## GIVEN PASSAGE

*** Block opens ***

Between 1 and 7 September, 28 schools in Stellenbosch and surrounds participated in the 7 days on the wall prayer week, each establishing prayer spaces on their property and maintaining a prayer network.
“What goes on in my heart is really that the Father is busy to equip children to be world changers,” Stellenbosch Prayer Network co-ordinator Alba Steenkamp said.
Even though there were masses of schools involved during the previous year, they experienced less, but more kids ready to be equipped and become role models to others involved this year.
Prayer spaces were each uniquely created according to community need. Schools were given examples of ‘getting quiet’ areas where there can be anything from maps to newspaper articles to pray over.
Whereas last year’s focus was on forgiveness, this year affirming identity stood out as a recurring theme. Getting practical with mirrors and truths from the Word, children were built up by who God defines them, rather than their circumstances.
“A lot of the children has a problem because they get feedback from parents in difficult circumstances which makes them feel they are actually worth nothing and a burden. Often there is no food and their dads are absent or in jail.
“The most beautiful thing was to see people’s hearts…especially in women’s hearts, to embrace children from other communities with love, to really be in pain with them,” Alba shared.
Facilitated by Jericho walls, the 7 days prayer week is set to run for seven years as from 2012, trusting for healing, revival and social justice to prevail.
The establishing of prayer spaces at schools is also trending in Europe where approximately 900 schools are part of this movement.
“It is also about the healing of communities,” Alba explained. “We are not trying to achieve anything, there is no production line to make something work. An opportunity is created and that is what a prayer space is. Children can decide out of free will what they want to communicate and what they are open to. Because God is faithful, and loves children, He meets them and children and adults testify of the precious experiences they had in such as space.”
Some of the schools have decided to keep their prayer spaces permanently. Others have joined in with the municipality’s Plant One Million Trees project, where the trees are also planted as signposts of God’s protection according to Genesis 21:33, as well as a possible prayer space.
Apart from the school participation, university lecturers, students, farmers and old age homes all had opportunities to become involved.
The prayer movement sees old age homes as recycling ground. They discard the idea of elderly having nothing further to give to communities. Rather, they see them as experienced citizens, able to powerfully impact sectors with their prayers.
With regards to further improvements, being more connected to remote communities, such as farms, and recruiting more volunteers to assist with prayer areas are goals towards next year.
Anyone who has a relationship with God and can be a good example to school children is eligible to volunteer. To get involved, send an email to firstname.lastname@example.org, or call 084 261 7914.
“It is important to know the whole 7 days is not denomination or culture-aimed. It is one heart of healing in our land, interdenominational and cross-cultural,” she said.

*** Block closes ***

## RECORDS SUPPLIED
*** Block opens ***

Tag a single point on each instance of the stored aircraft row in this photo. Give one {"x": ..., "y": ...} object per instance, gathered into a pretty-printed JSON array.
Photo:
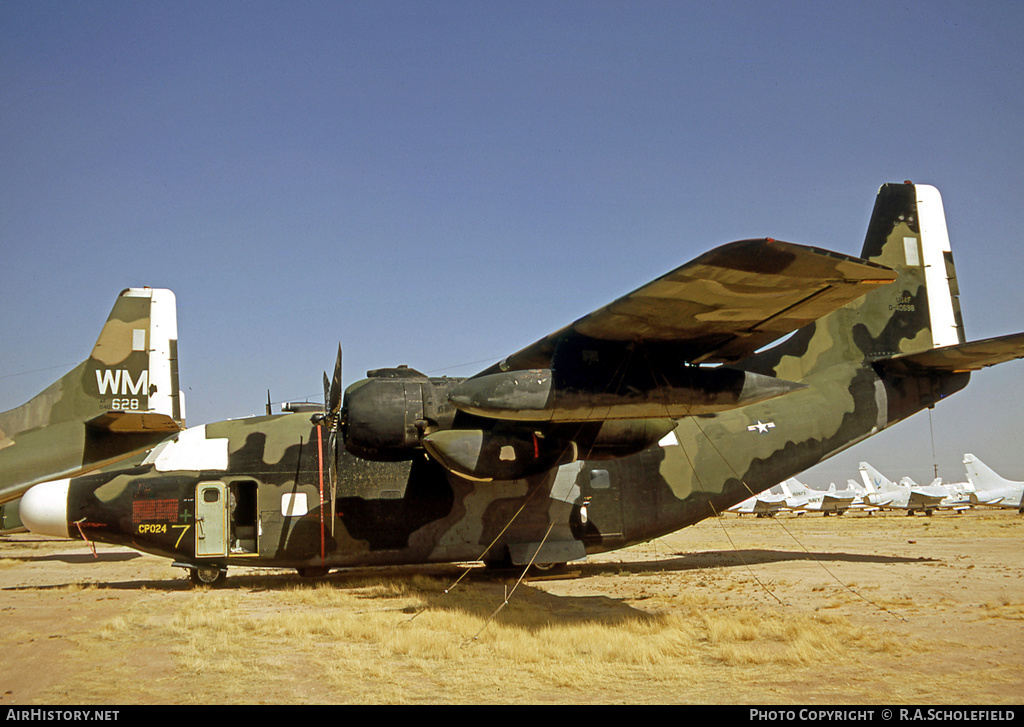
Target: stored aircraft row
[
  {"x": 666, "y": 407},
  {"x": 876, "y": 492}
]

*** Block closes ***
*** Block opens ***

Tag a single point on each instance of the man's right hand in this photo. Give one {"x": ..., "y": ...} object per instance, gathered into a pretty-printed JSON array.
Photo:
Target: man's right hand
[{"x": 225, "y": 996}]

*** Block closes ***

## QUESTIONS ON THE MATERIAL
a. From the article on the Stellenbosch prayer week, extract the text between "Between 1 and" and "a prayer network.", inclusive.
b. According to the article on the Stellenbosch prayer week, roughly how many schools in Europe belong to the prayer space movement?
These items come from a separate source with no connection to the article on the Stellenbosch prayer week.

## YOUR WRITTEN ANSWERS
a.
Between 1 and 7 September, 28 schools in Stellenbosch and surrounds participated in the 7 days on the wall prayer week, each establishing prayer spaces on their property and maintaining a prayer network.

b. Approximately 900 schools.